* _GOAL_: Write the next part of the interview about Bengali ghost illustrations, starting right after its final sentence.

── SELECTED EXCERPT

Manisha Naskar is a well-known freelance animator and illustrator from Bengal. Her work includes illustrations for famous Bengali children’s stories like Satyajit Ray’s Pagla Dashu for Pratham Book’s Storyweaver and an animated adaptation of Mr Shashmoler Sheshratri” (A Strange Night for Mr. Sashmal) as part of her diploma project . In this interview, Manisha opens up about her experience of illustrating the ghosts that are a part of Bengali folklore, culture and childhoods.

What is the backstory to your Bengali ghost illustration series? What prompted you to draw this array of supernatural creatures?

I remember my very first ghost illustration, which I did around the time of Halloween and posted on Instagram. As per the Bengali calendar, we have a similar ritual called Bhoot Chaturdashi. I had made the illustration for that. A Petni is seen grabbing fish with her extended hand. Those things fascinate me as a visual designer that ghosts, particularly in Bengal, have stretchable legs and arms.

────
── GIVEN MATERIAL

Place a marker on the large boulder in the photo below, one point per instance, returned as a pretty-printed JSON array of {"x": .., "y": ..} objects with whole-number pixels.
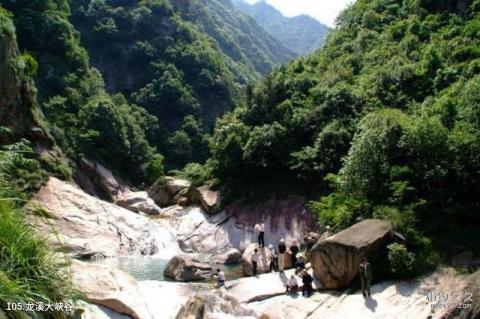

────

* _THE OUTPUT_:
What inspires your art? Are you influenced by particular stories or texts from your childhood? Or do you have memories of seeing ghost portraits in books as a child?

I used to be fond of Bengali ghost stories where the ghosts were not so scary, demonic like how western ghost stories usually portray. My favourite ghost story was Bhushandir Mathey by Rajshekhar Basu. At one point of time I wanted to make an animation film on that as well. I loved the illustrations by the author too, printed in that book. I was quite inspired by the simplistic pen or ink drawings and the regionality of them. I wanted to revisit that nostalgia through my illustrations.

What do you make of this art and cultural tradition of Bengali bhoots? Why do you think this typology of ghosts exists in Bengali literature and culture?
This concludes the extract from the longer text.